__DATA EXTRACT__:
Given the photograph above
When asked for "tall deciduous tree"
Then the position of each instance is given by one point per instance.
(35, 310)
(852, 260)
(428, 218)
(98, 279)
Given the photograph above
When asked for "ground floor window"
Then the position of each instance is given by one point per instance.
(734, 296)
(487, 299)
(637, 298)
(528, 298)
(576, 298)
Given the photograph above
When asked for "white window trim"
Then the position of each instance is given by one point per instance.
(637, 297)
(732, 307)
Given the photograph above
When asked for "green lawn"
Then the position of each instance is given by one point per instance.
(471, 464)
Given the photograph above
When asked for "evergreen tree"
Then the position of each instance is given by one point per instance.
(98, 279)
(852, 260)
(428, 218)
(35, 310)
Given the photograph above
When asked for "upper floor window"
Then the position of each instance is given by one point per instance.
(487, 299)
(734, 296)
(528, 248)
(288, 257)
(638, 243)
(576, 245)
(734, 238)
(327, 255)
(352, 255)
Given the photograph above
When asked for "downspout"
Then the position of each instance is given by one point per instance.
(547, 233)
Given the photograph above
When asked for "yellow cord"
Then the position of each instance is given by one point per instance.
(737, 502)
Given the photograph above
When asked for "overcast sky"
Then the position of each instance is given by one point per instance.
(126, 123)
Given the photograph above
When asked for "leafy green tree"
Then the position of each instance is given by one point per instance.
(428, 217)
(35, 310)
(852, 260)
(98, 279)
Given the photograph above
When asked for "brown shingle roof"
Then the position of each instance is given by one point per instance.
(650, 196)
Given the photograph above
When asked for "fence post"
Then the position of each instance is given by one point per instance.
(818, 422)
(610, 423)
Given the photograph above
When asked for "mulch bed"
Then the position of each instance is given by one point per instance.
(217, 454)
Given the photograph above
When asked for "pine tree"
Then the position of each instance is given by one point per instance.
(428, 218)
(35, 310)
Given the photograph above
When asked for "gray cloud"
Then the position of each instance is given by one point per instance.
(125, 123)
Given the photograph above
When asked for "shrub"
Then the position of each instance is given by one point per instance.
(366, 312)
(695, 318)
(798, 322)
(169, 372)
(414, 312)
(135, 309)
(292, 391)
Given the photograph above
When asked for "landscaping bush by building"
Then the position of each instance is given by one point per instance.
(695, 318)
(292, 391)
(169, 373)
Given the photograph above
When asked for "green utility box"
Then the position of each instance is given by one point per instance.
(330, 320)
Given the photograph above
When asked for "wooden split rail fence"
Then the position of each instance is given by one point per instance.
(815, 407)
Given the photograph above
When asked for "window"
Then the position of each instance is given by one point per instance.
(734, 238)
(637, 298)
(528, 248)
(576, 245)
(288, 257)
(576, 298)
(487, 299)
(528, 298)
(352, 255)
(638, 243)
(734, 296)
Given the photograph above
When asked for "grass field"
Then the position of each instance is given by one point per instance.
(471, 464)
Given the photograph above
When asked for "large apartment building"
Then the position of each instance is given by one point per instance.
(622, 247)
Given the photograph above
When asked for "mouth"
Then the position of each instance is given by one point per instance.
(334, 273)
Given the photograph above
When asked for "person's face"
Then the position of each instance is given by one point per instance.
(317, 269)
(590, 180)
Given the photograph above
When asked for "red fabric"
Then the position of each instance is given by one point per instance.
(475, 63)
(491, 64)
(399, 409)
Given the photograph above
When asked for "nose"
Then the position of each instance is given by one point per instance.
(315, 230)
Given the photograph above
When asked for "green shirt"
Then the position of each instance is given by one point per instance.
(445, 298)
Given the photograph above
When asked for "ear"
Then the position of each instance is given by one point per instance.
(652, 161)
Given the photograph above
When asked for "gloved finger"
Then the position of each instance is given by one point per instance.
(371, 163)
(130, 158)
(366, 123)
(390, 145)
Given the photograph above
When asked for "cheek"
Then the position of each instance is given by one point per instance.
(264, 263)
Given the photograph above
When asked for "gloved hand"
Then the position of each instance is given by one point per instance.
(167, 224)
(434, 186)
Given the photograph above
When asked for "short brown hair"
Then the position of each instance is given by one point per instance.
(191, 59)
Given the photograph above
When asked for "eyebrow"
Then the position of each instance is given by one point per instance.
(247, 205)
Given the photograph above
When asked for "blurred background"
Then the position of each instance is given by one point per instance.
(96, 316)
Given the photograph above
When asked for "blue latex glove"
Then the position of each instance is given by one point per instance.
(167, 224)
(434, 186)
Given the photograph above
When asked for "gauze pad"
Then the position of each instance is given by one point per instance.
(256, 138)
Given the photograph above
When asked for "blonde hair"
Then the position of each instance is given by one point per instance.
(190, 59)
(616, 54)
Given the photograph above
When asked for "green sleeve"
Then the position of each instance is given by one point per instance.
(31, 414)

__TASK DESCRIPTION__: Quote every line of the data, word for word.

__RESULT FOR THIS EXERCISE__:
Given the photograph above
When asked for "tall deciduous tree"
Then the position of each instance is given by one point per instance.
(35, 310)
(852, 260)
(428, 218)
(98, 279)
Given the photograph above
When asked for "ground floor window"
Then the position of each instance is given by one point per instance.
(734, 296)
(487, 299)
(637, 298)
(528, 298)
(576, 298)
Given the photograph above
When asked for "white window trim"
Then the position of each instance is given by one point per instance.
(637, 297)
(732, 307)
Given the photograph above
When asked for "green lawn"
Then the position of each instance is given by one point per instance.
(471, 464)
Given the photograph above
When asked for "evergreen tree"
Then the position of each instance is given by one point per instance.
(98, 279)
(852, 260)
(428, 218)
(35, 310)
Given the photograph above
When asked for "upper floor window"
Then the position of each instance is given by one point per instance.
(487, 299)
(734, 296)
(528, 248)
(288, 257)
(638, 243)
(576, 245)
(734, 238)
(327, 255)
(352, 255)
Given the photograph above
When asked for "downspout"
Then the position of each instance is given by one point per instance.
(547, 233)
Given the photograph above
When asked for "yellow cord"
Then the position of each instance is given by one point per instance.
(737, 502)
Given the photograph above
When asked for "overcast sky"
Then the position of each instance is given by one point per instance.
(126, 123)
Given the photograph above
When asked for "leafy green tree"
Then the position of each instance is given by one point per instance.
(428, 217)
(35, 310)
(852, 260)
(98, 279)
Given the photograph above
When asked for "brown shingle roof"
Then the position of each instance is given by one point per instance.
(650, 196)
Given the photograph above
When asked for "fence post"
Then the position of each instance is given by one point per instance.
(818, 422)
(610, 423)
Given the photograph above
When asked for "mulch bed"
Then the position of each instance is given by one point per instance.
(217, 454)
Given the photograph above
When asked for "pine tree"
Then the position of each instance is given by one point per instance.
(428, 218)
(35, 310)
Given the photograph above
When asked for "gray cloud"
Then the position of each instance is given by one point per instance.
(125, 123)
Given the photograph above
When asked for "shrub"
Then the position of each instance is given by one point per instance.
(366, 312)
(695, 318)
(798, 322)
(169, 372)
(414, 312)
(135, 309)
(292, 391)
Given the photograph above
When asked for "landscaping bush by building"
Then the position of each instance is given by one point per instance.
(695, 318)
(292, 391)
(169, 373)
Given the photograph above
When asked for "green utility box"
Then the position of each instance is given by one point per instance.
(330, 320)
Given the photograph above
When asked for "wooden split rail fence"
Then the position of each instance is given by one point per instance.
(815, 407)
Given the photograph above
When asked for "window"
Then the position of each instance is given by one point per instance.
(734, 238)
(637, 298)
(528, 248)
(576, 245)
(288, 257)
(576, 298)
(487, 299)
(528, 298)
(352, 255)
(638, 243)
(734, 296)
Given the photograph above
When asked for "grass field"
Then the position of each instance is given by one point per instance.
(471, 464)
Given the photograph above
When asked for "large apartment building"
Then the position of each instance is given by one point per instance.
(622, 247)
Given the photograph above
When asked for "mouth"
Then the position of each instance is given by one point per instance.
(334, 273)
Given the photograph above
When asked for "person's face"
Then the position of each instance is given by one point per instance.
(317, 269)
(590, 180)
Given the photograph above
When asked for "red fabric"
Then the position of each instance is given by one point per instance.
(475, 63)
(491, 64)
(399, 409)
Given the photograph above
When asked for "nose"
Then the position of each instance is given by one point per instance.
(315, 230)
Given the photograph above
When asked for "green shirt"
Then the position of each instance is given by one point per instance.
(445, 298)
Given the photograph above
When asked for "ear"
Then the position of each instance is given by one point per instance.
(652, 161)
Given the photograph above
When asked for "gloved finger"
Then the position of each instance is given by one point per instance.
(371, 163)
(130, 158)
(366, 123)
(390, 145)
Given the photograph above
When asked for "cheek"
Then the position of each instance is given by one point per instance.
(264, 263)
Given the photograph above
When asked for "gloved hand"
Then the position of each instance is given by one point per instance.
(167, 224)
(434, 186)
Given the photograph above
When asked for "short brown hair"
Then the position of each instance is given by one point per instance.
(191, 59)
Given the photograph above
When asked for "eyebrow"
Then the position of each instance is given by one point per instance.
(247, 205)
Given the photograph above
When asked for "blurred background"
Then the position of each instance is given by one point per instance.
(96, 316)
Given the photograph above
When asked for "blue latex glove"
Then the position of each instance is given by one point per instance.
(167, 224)
(434, 186)
Given the photograph above
When asked for "gauze pad"
Then the position of each instance is given by one point per instance.
(256, 138)
Given the photograph above
When asked for "blonde hair"
Then the position of each instance is given by one point per instance.
(190, 59)
(616, 54)
Given the photograph above
When asked for "green sleeve"
Then the position of each instance is given by one point per instance.
(31, 414)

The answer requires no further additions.